Please write out all of the material below word for word, leaving out the pictures.

----- DATA SHOWN -----

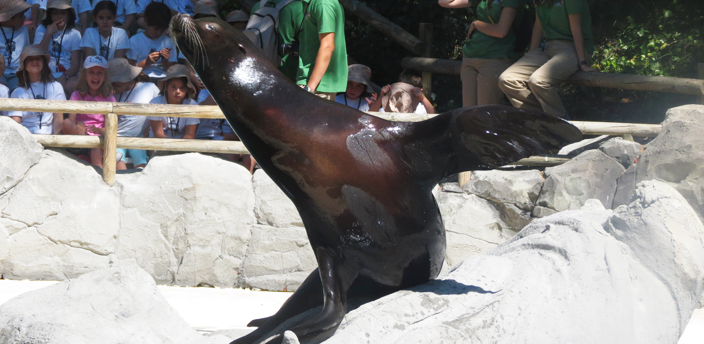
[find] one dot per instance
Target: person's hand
(166, 53)
(371, 100)
(154, 56)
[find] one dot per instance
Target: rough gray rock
(186, 219)
(272, 207)
(114, 305)
(625, 152)
(278, 258)
(562, 279)
(676, 155)
(520, 188)
(19, 152)
(591, 174)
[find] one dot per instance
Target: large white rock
(676, 155)
(19, 152)
(63, 221)
(278, 258)
(186, 219)
(272, 207)
(109, 306)
(562, 279)
(591, 174)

-----

RESULT OF THIS TASK.
[find] one dot per instance
Target: person's hand
(166, 53)
(371, 100)
(154, 56)
[find] one dot per instance
Target: rough gray rock
(186, 219)
(272, 207)
(114, 305)
(625, 152)
(278, 258)
(562, 279)
(676, 155)
(520, 188)
(19, 152)
(591, 174)
[find] one dot per instance
Target: large white rock
(676, 155)
(19, 152)
(63, 221)
(278, 258)
(186, 219)
(272, 207)
(109, 306)
(562, 279)
(591, 174)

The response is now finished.